Parts of the exercise ::
• a. Transcribe a section of the passage on polio eradication: begin at the words "Some genetic evidence" and stop after the words "at this time.".
• b. According to the passage on polio eradication, why did global polio cases fall so sharply between 1988 and 2018? Answer in one to three sentences.

Poliomyelitis still occurs in low-income countries as a result of poor health care and an inability to access vaccines. However, the reduction in global cases of polio is a testament to the effectiveness of vaccination programs and the WHO strategy to eradicate polio globally. [20] The WHO reported over 35,000 cases globally in 1988, then only 33 in 2018. [21]  This significant drop is due to aggressive vaccination programs following a resolution at the World Health Assembly in 1988 to eradicate polio. The WHO estimates that the vaccination program has saved 16 million people from paralysis. 

In September 2019 the WHO announced that poliovirus 2 and 3 have now been eradicated globally. [22]  Poliovirus 1 remains endemic in Afghanistan and Pakistan, but no new cases have been detected in Africa since 2016. [21]  In 2018, 33 cases of poliovirus 1 were detected in Afghanistan and Pakistan, where there is incomplete vaccination, in part due to political and social instability. [21]

Some genetic evidence suggests that if the poliovirus is eradicated, genetic recombination between other enteroviruses may result in a phenotypically similar virus. However, this appears to be of academic interest only at this time.

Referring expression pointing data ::
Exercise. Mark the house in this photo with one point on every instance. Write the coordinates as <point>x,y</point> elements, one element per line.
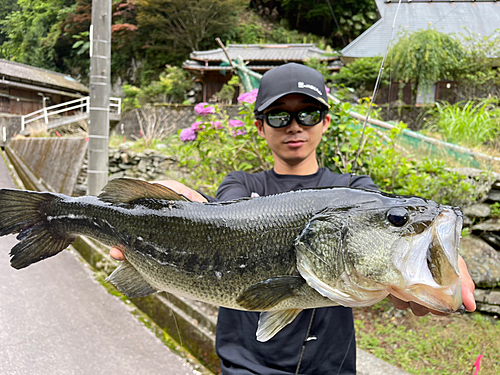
<point>25,89</point>
<point>212,71</point>
<point>451,17</point>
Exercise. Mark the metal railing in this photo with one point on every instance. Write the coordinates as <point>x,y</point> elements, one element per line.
<point>77,106</point>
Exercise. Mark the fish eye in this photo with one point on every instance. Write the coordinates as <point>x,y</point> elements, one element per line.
<point>398,216</point>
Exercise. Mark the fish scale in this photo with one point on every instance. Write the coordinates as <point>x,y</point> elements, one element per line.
<point>277,254</point>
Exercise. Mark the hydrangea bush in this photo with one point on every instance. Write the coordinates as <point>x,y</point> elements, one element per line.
<point>215,144</point>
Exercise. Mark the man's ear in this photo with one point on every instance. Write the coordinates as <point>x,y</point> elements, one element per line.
<point>260,128</point>
<point>326,122</point>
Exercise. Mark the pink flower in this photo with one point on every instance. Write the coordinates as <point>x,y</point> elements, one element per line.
<point>187,134</point>
<point>248,97</point>
<point>204,109</point>
<point>197,126</point>
<point>216,125</point>
<point>234,123</point>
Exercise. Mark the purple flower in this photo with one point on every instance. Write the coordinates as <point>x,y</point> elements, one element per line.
<point>248,97</point>
<point>236,123</point>
<point>187,134</point>
<point>204,109</point>
<point>239,132</point>
<point>216,125</point>
<point>197,126</point>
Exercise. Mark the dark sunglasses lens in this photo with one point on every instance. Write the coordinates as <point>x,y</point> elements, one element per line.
<point>309,117</point>
<point>278,119</point>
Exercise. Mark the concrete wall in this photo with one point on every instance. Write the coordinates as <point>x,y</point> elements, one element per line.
<point>10,125</point>
<point>55,161</point>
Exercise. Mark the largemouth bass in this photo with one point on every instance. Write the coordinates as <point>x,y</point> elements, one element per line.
<point>276,254</point>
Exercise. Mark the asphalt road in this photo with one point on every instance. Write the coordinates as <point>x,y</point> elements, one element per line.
<point>56,319</point>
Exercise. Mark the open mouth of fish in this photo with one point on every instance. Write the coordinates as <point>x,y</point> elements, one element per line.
<point>424,265</point>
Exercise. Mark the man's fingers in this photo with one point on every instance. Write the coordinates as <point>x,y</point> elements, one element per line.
<point>468,286</point>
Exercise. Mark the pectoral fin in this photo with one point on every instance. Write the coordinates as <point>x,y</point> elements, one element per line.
<point>271,322</point>
<point>130,282</point>
<point>269,293</point>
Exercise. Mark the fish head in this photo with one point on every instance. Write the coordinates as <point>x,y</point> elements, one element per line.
<point>405,246</point>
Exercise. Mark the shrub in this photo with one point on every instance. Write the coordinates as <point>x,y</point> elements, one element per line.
<point>216,145</point>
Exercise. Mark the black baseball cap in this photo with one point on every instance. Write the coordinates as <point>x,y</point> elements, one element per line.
<point>288,79</point>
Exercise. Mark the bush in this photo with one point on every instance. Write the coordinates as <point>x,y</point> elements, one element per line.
<point>392,171</point>
<point>216,145</point>
<point>467,123</point>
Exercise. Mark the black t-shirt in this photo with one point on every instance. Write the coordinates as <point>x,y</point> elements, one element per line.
<point>330,347</point>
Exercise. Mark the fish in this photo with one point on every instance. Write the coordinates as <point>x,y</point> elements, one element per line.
<point>276,254</point>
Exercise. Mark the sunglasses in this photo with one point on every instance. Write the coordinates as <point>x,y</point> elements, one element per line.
<point>279,118</point>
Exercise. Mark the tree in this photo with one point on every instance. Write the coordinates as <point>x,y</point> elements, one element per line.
<point>6,7</point>
<point>425,57</point>
<point>361,75</point>
<point>187,25</point>
<point>33,30</point>
<point>478,76</point>
<point>350,17</point>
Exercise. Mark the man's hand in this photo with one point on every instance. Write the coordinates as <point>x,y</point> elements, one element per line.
<point>467,295</point>
<point>117,252</point>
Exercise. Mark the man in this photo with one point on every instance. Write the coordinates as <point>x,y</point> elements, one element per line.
<point>292,115</point>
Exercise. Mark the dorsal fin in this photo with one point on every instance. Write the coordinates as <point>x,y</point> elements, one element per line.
<point>127,190</point>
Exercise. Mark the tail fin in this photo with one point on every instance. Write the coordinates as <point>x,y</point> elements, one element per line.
<point>26,213</point>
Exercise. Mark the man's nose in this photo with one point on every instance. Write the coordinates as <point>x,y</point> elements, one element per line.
<point>294,127</point>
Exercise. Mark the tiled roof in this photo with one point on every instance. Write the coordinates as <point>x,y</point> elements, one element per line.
<point>263,52</point>
<point>41,77</point>
<point>460,16</point>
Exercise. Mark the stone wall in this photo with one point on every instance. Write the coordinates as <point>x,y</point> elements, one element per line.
<point>148,165</point>
<point>481,249</point>
<point>11,125</point>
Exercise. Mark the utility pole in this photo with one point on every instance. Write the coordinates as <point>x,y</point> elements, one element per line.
<point>100,72</point>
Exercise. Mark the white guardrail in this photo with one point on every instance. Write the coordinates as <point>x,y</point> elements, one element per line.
<point>78,106</point>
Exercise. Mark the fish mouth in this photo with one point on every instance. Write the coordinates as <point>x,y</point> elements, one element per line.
<point>424,270</point>
<point>430,274</point>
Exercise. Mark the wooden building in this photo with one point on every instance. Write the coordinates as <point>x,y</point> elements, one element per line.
<point>212,72</point>
<point>481,17</point>
<point>25,89</point>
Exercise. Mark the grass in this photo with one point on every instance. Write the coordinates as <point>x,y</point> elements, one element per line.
<point>466,123</point>
<point>445,345</point>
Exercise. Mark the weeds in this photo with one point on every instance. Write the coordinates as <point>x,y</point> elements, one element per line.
<point>445,345</point>
<point>466,123</point>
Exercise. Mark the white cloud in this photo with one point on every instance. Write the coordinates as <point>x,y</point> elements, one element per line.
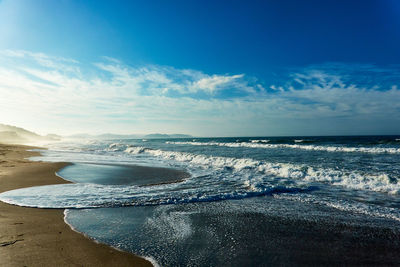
<point>51,94</point>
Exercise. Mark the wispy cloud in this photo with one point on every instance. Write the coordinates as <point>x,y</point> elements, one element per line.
<point>55,94</point>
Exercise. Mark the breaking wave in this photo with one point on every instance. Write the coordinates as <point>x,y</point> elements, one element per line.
<point>374,150</point>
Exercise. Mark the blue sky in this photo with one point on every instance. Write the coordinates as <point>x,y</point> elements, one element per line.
<point>219,68</point>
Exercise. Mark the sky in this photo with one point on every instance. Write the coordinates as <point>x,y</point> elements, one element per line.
<point>206,68</point>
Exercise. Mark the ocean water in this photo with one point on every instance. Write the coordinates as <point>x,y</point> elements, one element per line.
<point>231,201</point>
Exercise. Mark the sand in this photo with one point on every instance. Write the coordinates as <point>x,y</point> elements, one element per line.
<point>40,237</point>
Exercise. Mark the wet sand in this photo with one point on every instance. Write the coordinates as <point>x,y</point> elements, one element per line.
<point>40,237</point>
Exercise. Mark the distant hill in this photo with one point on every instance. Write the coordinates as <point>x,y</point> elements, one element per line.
<point>16,135</point>
<point>128,136</point>
<point>162,136</point>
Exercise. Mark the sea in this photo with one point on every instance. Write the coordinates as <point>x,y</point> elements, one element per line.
<point>238,201</point>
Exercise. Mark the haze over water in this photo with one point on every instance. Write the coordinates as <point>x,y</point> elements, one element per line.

Exercise results ::
• a.
Some genetic evidence suggests that if the poliovirus is eradicated, genetic recombination between other enteroviruses may result in a phenotypically similar virus. However, this appears to be of academic interest only at this time.

• b. Global cases fell from over 35,000 in 1988 to only 33 in 2018. The passage credits aggressive vaccination programs, which followed a 1988 World Health Assembly resolution to eradicate polio.